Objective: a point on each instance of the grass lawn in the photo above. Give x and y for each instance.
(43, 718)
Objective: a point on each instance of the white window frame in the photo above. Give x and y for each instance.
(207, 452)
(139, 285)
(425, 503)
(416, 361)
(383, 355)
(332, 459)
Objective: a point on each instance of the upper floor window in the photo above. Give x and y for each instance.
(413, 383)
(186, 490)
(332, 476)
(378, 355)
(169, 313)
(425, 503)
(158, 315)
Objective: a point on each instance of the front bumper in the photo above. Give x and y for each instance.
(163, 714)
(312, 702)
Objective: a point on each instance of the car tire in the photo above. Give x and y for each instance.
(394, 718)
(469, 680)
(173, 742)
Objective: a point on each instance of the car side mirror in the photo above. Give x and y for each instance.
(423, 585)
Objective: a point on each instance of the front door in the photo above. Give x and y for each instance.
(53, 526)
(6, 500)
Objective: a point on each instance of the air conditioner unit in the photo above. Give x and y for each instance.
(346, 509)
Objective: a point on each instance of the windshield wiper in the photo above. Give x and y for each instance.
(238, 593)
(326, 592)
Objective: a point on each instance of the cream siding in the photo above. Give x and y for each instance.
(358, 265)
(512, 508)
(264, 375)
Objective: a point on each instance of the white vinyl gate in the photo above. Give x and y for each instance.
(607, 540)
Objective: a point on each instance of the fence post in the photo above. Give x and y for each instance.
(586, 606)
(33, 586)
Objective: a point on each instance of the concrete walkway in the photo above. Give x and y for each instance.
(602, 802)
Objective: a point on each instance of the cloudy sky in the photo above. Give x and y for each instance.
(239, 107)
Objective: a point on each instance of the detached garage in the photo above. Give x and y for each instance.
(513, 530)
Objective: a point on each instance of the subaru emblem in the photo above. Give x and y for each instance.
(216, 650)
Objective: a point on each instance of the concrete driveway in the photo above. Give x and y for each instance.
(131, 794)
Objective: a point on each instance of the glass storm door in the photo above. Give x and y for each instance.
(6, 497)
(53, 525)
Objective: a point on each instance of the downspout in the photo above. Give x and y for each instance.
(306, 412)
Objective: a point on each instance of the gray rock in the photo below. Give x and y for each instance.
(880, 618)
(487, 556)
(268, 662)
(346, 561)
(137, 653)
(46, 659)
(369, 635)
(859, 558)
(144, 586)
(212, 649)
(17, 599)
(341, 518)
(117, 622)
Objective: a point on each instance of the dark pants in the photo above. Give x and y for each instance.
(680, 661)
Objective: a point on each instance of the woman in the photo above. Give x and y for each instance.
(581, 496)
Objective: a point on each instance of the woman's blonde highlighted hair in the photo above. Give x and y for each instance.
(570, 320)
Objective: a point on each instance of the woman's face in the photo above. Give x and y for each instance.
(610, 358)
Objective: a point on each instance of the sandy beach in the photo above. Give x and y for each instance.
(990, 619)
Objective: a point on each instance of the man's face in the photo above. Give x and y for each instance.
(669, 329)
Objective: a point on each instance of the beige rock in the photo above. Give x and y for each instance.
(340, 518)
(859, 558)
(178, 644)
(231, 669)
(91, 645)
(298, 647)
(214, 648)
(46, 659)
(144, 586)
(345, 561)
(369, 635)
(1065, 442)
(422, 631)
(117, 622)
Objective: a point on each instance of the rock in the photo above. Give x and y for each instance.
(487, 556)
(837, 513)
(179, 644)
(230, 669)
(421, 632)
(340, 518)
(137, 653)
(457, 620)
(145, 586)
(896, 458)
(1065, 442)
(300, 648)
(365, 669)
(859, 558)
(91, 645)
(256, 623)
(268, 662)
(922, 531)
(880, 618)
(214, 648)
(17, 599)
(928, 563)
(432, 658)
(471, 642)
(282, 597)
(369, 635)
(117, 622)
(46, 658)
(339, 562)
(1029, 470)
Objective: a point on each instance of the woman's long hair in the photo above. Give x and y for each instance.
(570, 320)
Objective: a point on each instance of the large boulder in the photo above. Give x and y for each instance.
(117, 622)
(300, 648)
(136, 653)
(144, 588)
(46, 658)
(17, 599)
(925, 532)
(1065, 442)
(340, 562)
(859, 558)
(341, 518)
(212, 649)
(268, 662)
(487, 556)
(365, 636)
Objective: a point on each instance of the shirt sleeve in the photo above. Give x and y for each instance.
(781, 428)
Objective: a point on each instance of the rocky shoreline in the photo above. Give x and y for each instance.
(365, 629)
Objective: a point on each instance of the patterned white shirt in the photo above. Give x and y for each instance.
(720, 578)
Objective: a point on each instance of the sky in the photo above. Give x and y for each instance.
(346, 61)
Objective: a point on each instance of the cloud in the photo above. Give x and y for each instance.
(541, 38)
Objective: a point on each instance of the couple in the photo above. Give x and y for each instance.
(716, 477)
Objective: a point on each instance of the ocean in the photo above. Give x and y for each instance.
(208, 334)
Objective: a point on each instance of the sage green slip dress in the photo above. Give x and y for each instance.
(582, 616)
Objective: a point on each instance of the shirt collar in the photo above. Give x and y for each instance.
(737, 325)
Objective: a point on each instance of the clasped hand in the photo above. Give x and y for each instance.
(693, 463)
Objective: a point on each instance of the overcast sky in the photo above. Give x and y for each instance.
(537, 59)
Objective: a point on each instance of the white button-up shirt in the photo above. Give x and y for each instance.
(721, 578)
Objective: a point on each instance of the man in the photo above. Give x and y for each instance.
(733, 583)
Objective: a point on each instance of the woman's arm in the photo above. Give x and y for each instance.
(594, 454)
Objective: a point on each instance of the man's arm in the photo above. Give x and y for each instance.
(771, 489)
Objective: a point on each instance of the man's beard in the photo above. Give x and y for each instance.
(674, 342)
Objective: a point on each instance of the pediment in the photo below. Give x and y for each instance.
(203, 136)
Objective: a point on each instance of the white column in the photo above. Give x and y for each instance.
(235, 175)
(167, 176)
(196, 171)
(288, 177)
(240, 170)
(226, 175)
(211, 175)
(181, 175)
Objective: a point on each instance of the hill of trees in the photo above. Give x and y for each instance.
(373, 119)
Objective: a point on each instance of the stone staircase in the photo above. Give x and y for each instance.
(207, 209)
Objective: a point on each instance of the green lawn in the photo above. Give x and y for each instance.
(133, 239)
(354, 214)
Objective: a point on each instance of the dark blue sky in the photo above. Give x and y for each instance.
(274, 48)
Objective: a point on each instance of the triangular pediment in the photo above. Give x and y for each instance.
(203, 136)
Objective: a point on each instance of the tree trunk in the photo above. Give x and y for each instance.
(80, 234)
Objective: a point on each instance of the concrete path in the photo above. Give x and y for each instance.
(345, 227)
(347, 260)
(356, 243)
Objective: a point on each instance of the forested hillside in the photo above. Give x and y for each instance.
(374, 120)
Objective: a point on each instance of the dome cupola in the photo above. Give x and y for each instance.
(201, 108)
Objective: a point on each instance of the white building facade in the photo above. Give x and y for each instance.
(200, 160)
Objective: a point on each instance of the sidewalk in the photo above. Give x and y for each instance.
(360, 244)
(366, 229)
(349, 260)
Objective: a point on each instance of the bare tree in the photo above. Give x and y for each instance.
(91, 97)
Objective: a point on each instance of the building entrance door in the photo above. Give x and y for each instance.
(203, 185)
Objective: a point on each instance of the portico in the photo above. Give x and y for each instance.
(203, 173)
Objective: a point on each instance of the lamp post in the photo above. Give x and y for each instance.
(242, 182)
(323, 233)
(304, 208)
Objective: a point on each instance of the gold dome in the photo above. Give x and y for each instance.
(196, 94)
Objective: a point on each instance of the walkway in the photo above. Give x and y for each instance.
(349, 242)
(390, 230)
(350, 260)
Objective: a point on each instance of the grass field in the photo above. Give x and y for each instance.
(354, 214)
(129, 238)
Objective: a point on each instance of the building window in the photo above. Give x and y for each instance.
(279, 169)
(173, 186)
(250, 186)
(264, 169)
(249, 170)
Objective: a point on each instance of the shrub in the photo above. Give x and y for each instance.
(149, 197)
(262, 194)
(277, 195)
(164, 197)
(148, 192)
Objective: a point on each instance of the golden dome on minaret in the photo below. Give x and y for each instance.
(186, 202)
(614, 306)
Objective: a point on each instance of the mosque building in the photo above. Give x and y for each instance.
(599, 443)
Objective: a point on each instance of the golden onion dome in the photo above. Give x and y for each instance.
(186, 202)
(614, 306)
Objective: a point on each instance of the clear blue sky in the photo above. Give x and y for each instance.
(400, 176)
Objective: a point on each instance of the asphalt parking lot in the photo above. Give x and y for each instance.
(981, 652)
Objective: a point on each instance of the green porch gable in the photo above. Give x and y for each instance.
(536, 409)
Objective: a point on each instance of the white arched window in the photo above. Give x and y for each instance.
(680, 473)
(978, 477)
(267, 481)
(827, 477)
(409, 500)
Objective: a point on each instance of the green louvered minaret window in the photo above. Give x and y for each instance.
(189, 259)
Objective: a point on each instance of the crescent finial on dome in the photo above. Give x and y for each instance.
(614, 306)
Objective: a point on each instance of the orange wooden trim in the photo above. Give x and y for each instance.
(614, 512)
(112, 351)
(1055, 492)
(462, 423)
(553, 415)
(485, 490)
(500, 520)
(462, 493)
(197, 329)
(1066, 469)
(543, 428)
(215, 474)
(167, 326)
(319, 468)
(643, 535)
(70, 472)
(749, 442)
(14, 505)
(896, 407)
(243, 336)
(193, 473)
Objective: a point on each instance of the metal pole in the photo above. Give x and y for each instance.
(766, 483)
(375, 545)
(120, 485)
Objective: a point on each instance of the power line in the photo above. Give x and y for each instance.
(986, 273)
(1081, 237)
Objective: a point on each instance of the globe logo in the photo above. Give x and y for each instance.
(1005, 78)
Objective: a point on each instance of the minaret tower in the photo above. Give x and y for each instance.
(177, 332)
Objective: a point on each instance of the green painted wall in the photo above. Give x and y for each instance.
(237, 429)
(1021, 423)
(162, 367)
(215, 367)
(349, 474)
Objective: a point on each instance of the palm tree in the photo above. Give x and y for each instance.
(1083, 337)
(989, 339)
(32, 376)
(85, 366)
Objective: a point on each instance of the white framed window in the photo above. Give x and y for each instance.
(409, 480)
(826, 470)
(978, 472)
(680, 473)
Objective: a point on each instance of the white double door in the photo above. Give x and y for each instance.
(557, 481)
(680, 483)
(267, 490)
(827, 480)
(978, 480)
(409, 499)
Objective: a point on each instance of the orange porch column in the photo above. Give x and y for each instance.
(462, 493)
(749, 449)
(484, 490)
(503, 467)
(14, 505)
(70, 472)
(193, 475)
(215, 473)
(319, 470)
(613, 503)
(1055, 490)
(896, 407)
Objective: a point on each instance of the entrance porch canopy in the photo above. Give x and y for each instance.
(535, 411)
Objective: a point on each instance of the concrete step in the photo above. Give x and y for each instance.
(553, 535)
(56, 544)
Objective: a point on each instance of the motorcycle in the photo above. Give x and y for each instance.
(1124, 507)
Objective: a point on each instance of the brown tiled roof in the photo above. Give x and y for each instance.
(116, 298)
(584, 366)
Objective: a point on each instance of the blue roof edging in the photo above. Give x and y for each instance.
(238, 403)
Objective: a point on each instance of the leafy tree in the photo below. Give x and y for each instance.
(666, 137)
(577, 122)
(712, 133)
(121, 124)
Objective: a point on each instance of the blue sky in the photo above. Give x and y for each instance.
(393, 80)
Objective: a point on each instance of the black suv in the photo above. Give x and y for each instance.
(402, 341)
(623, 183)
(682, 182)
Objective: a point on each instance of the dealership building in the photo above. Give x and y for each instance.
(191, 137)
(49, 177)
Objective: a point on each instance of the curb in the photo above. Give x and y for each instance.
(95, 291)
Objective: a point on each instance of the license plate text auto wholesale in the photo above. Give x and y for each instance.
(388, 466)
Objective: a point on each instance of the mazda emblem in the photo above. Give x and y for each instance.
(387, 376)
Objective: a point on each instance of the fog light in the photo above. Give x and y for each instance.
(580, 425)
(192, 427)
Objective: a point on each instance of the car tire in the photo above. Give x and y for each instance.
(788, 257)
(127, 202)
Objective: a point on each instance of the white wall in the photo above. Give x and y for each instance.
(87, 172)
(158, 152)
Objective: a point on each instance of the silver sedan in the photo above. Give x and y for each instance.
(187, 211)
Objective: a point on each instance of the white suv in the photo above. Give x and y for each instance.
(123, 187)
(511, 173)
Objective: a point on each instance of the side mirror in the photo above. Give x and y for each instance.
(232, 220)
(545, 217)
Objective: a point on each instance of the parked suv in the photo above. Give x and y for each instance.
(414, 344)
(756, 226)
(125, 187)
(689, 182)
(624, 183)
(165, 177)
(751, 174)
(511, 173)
————————
Aim -
Starting at the line that contains "Objective: a point on each instance of the mazda", retype each line through the end of the listing above and nothing else.

Reply -
Objective: a point on each instance of the mazda emblem in the photo above. Give x and y for each instance.
(387, 376)
Objective: a point on each instance of the fog light in the photo above. Give x and y for each instance.
(580, 425)
(192, 427)
Objective: a point on each instance of the car tire in the photo above. Give x and y for each instance.
(788, 257)
(127, 202)
Objective: a point on each instance of the white wall in the photo above. Give x and y for each instance.
(87, 172)
(158, 152)
Objective: a point on each instance of the silver sedan in the photo above. Give x and y for each instance.
(187, 211)
Objective: a point on each instance of the white suv in the photo above. Give x and y for each instance.
(123, 187)
(511, 173)
Objective: a point on each instance of the side mirror in the photo above. Give x and y for each instance.
(232, 220)
(545, 217)
Objective: a point on each instance of the parked suv in the photo above. Give x and y for each instance.
(414, 344)
(756, 226)
(125, 187)
(689, 182)
(624, 183)
(165, 177)
(751, 174)
(511, 173)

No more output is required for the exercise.